◆ **SOURCE TEXT**
# # # #

# How much does that log weigh?



## Ted J (Jul 19, 2008)

Does anyone have an approx weight table for logs of different speices.
What would a 12" 9 foot Red Cedar log weigh, or the same in red or white oak. I'm trying to determine how many logs I can load on the trailer without breaking an axle, max load is 3,000 lbs. I'm getting another trailer but I have to fixit up first before I can haul with it yet.

Buddy of mine has acreage with mostly oak and red cedar and a few pecans, and is possibly going to sell the land to a developer, so I'm gonna try to stock up on logs if I can.

Ted


----------



## Ted J (Jul 19, 2008)

Answered my own question...
I decided to do a search..

http://gear.sherrilltree.com/pdf/Log_WeightChart.pdf

It doesn't list Cedar though.


----------



## CLEARVIEW TREE (Jul 19, 2008)

Your log should weigh between 300-323.


----------



## Ted J (Jul 19, 2008)

CLEARVIEW TREE said:


> Your log should weigh between 300-323.



Thank You,
Ted


----------



## Backwood (Jul 19, 2008)

http://www.woodweb.com/cgi-bin/calculators/calc.pl?calculator=log_weight

This has a chart for cedar.


----------

# # # #

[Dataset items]
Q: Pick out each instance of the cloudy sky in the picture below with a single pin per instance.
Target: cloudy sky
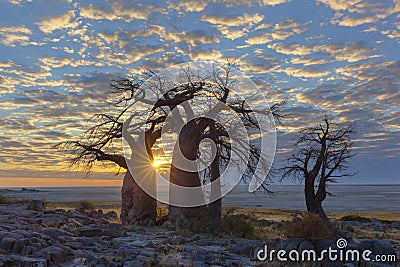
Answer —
(339, 57)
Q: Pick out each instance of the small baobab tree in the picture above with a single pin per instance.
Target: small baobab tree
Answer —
(320, 156)
(143, 109)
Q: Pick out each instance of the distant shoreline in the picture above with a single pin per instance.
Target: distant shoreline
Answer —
(114, 186)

# # # #

◆ **TASKS**
1: According to the log-weight thread, what is the maximum load of the trailer Ted J plans to use?
2: Reproduce the stretch of the log-weight thread from "What would a" through "with it yet.".

◆ **RESULTS FOR EACH TASK**
1: 3,000 lbs

2:
What would a 12" 9 foot Red Cedar log weigh, or the same in red or white oak. I'm trying to determine how many logs I can load on the trailer without breaking an axle, max load is 3,000 lbs. I'm getting another trailer but I have to fixit up first before I can haul with it yet.